The input:
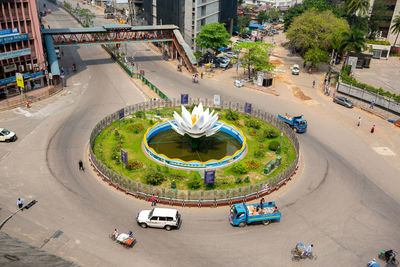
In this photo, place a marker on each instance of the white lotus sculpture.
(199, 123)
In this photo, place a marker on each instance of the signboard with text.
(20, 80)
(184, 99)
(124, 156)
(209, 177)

What you will do: Format the lines above as a numbered list, skipping any blank lines. Leave the picture out of your answer.

Written solution:
1. In this photo, place a marker on each instance of the white lotus sculpture.
2. (199, 123)
3. In this photo, place a marker on each instance of the signboard with text.
4. (20, 80)
5. (184, 99)
6. (124, 156)
7. (209, 177)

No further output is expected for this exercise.